◆ Written instruction A ◆
From the forum thread about dog weights, list each username that appears in a post header, naming each one once.

-- Begin Passage provided --

I just had Kodi at the vet's yesterday to get his nails trimmed, and while he was there, we weighed him. He's not at all overweight and at 8 2/2 months he has reached 16 lbs. He's another big Hav. Neither of his parents were near this size full grown. I think his father is 11 lbs and his mother is 12, if I remember correctly. 

Probably it's because I'm used to his size, but I wouldn't want it any other way. More dog to hug!


----------



## Kathie (Jul 31, 2008)

Our Abby weighed 7.3 lbs. when we got her at 8 mos. and she weighed exactly the same thing a year later! So, I guess you can never tell! She has added another pound recently but I think it's because of too many snacks! We're cutting back on that!


----------



## KSC (Aug 6, 2009)

Kipling is 8 months and 12 lbs and now that I think back I remember he was 10 lbs when we neutered at 6 months.


----------



## newhavaneselover (Nov 25, 2009)

Well I feel kinda better. Ginger just got weighed in at 6.8 lbs at 12 weeks.


----------



## marltonmommy (Aug 28, 2009)

All three of mine are completely different. Skippy is my small one, he's only 11.5 lbs. He eats what he eats and won't eat a thing more. He's happy and healthy. Jaime is just perfect at about 15 lbs., I have to stop her from eating, she'd eat all three bowls if she had the chance. Sunshine is my big girl, but by no means fat or overweight. She's 18 lbs., very solid and very happy and healthy. They all get the same amount of food and treats, however, Skippy usually leaves alittle left in the bowl. I do think, if I remember correctly, Sunshine was pretty big at 5 or 6 months, I believe she was about 9 lbs. Thank God all mine are happy, healthy guys who get alot of exercise, love and playtime and therefore very 'normal'.


----------



## Luciledodd (Sep 5, 2009)

I got Rosie at 4 months, she weighed 2.5 pounds. The Vet didn't think she would get over 5 lbs. Now at 10 months she weighs 8.4lbs. I think she will reach the 10 lb standard. I know I was shocked when I went to get her at her size, I was expecting a much larger puppy and almost didn't take her--supposedly her size was why the breeder decided to sell her. She didn't think she would ever reach standard size, so you just don't know with these dogs.


----------



## Beamer (Jan 29, 2007)

My Beamer is almost up to 13lbs right now. He is putting on his winter weight as he is not getting much outdoor exercise...lol.. During the warmer months he is 11-12lbs.
He was 2.9lbs at 14wks old when we got him.

Ryan


----------



## lfung5 (Jun 30, 2007)

That old thread needs to be updated. My boys Fred and Mr Scuds grew more! They are now 16 and 17lbs. They are on diets, as they should weight 15 & 16 lbs. There is no weight standard for havanese.


----------



## lfung5 (Jun 30, 2007)

Beamer said:


> My Beamer is almost up to 13lbs right now. He is putting on his winter weight as he is not getting much outdoor exercise...lol.. During the warmer months he is 11-12lbs.
> He was 2.9lbs at 14wks old when we got him.
> 
> Ryan


My Freddie was only 2.8 lbs at 12 weeks. He kept growing up until he was 2 yrs old.


----------



## Scooter's Family (May 23, 2008)

-- End Passage provided --
-- Begin Dataset excerpts --

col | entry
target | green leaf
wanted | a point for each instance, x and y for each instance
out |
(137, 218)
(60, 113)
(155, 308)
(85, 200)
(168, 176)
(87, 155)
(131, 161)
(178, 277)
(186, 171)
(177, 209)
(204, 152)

-- End Dataset excerpts --

◆ Written instruction B ◆
Rewrite the records with "green leaf" changed to "yellow leaf" and everything else left as it is.

◆ Task solution A ◆
Kathie, KSC, newhavaneselover, marltonmommy, Luciledodd, Beamer, lfung5, Scooter's Family

◆ Task solution B ◆
col | entry
target | yellow leaf
wanted | a point for each instance, x and y for each instance
out |
(137, 218)
(60, 113)
(155, 308)
(85, 200)
(168, 176)
(87, 155)
(131, 161)
(178, 277)
(186, 171)
(177, 209)
(204, 152)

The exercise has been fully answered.